• What you are asked to do: State how many lines in the items below contain the string "balcony", matching case exactly. Reply with the number alone.

• Data shown:
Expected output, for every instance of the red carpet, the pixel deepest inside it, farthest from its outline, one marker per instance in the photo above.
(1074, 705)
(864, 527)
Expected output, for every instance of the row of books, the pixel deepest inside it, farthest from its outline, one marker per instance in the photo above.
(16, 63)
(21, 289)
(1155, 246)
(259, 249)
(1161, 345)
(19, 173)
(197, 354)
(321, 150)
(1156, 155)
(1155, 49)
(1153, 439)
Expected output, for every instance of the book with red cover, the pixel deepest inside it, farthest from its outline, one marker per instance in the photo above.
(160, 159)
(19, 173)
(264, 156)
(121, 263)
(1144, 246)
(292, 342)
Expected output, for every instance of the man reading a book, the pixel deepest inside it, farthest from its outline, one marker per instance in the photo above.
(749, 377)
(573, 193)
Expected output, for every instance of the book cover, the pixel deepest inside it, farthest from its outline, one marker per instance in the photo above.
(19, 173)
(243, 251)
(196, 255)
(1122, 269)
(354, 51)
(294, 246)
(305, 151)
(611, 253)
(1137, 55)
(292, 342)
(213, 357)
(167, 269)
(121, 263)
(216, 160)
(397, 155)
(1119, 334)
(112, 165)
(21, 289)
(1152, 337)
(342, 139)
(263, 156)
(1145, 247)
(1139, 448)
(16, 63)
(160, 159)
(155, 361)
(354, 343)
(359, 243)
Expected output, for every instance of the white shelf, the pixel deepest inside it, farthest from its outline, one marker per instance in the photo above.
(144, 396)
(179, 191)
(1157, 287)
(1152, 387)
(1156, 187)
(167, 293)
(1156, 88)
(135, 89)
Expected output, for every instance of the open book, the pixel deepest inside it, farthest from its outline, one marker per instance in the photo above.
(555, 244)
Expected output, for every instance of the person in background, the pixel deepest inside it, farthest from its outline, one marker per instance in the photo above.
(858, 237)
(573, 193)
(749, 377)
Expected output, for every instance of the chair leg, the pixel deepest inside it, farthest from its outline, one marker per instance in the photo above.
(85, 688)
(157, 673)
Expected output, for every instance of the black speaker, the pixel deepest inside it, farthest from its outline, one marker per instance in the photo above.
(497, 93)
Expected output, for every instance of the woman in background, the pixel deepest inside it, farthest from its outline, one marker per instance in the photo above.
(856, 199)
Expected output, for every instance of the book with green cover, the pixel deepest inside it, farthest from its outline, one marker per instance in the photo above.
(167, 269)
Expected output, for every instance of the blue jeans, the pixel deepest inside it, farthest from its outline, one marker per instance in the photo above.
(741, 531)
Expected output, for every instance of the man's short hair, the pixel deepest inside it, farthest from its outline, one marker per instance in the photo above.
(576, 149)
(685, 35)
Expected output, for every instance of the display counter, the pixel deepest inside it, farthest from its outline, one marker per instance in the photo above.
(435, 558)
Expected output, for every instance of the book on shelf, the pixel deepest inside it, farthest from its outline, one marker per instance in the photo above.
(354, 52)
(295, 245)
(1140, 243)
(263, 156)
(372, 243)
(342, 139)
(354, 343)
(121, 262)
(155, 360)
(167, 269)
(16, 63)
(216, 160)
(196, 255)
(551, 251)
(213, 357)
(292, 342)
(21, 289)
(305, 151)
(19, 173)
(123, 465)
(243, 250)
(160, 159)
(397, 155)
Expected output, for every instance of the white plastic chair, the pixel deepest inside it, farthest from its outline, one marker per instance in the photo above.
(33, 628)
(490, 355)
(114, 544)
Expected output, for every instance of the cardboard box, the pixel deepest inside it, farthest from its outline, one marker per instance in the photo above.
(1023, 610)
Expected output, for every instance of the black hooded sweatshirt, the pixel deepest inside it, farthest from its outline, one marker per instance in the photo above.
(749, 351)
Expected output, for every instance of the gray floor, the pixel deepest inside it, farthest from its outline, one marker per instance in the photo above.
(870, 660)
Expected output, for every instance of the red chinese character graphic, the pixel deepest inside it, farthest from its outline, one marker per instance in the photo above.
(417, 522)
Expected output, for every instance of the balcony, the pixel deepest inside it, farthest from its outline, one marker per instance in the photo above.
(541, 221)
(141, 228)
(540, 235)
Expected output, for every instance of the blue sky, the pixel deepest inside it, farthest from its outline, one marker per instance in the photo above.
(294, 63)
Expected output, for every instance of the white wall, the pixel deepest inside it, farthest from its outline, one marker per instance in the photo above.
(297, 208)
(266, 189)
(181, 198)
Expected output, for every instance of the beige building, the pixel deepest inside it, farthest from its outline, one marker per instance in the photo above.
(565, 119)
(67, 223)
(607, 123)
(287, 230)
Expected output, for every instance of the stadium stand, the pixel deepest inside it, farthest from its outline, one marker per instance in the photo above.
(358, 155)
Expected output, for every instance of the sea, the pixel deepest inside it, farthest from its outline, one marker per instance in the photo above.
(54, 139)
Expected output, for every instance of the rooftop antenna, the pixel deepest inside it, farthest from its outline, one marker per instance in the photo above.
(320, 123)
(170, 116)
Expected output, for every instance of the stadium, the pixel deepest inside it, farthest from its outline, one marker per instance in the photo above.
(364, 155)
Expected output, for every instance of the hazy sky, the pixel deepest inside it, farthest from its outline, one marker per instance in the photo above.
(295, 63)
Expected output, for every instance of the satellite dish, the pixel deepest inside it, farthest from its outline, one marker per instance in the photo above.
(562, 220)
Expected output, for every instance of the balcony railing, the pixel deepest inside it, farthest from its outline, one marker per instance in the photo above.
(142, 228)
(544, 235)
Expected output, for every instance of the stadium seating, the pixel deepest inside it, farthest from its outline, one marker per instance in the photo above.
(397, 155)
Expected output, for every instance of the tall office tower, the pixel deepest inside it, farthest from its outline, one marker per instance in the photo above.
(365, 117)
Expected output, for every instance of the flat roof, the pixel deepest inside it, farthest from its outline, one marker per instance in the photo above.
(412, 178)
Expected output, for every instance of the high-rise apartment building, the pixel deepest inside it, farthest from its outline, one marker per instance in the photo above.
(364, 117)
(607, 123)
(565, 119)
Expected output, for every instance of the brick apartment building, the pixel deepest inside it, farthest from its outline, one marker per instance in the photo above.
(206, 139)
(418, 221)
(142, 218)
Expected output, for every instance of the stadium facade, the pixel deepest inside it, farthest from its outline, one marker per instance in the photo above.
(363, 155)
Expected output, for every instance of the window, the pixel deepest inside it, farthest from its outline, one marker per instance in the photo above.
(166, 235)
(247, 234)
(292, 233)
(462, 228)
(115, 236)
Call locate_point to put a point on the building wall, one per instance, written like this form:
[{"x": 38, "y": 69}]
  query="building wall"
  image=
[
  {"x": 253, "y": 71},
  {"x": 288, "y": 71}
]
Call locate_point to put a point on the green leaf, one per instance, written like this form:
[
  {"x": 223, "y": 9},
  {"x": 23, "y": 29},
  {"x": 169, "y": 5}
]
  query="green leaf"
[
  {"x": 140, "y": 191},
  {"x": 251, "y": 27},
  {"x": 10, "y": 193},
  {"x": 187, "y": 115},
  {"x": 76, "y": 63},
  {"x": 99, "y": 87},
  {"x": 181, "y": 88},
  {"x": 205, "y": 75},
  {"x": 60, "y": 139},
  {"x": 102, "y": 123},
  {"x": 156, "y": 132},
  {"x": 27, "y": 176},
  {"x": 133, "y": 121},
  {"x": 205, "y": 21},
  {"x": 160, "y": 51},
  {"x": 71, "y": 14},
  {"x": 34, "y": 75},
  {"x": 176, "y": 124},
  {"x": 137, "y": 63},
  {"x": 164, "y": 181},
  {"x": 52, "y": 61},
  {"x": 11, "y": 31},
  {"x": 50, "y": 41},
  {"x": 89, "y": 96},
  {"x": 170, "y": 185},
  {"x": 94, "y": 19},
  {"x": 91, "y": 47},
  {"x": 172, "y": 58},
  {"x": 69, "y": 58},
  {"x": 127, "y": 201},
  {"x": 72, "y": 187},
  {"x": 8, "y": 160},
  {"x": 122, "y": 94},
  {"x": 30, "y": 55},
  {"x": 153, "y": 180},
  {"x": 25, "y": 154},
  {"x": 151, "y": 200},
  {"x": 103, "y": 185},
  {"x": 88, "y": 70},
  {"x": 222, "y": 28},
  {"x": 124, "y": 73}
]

• Solved problem: 2